[[ Available records open ]]

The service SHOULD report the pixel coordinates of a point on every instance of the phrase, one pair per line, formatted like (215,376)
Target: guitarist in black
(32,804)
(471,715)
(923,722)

[[ Available records closed ]]

Return every line above exactly.

**Reply to the exercise**
The service SHOULD report the pixel coordinates of a point on every instance of the phrase, one pair per line, formatted like (215,376)
Target: guitarist in black
(32,804)
(471,715)
(923,722)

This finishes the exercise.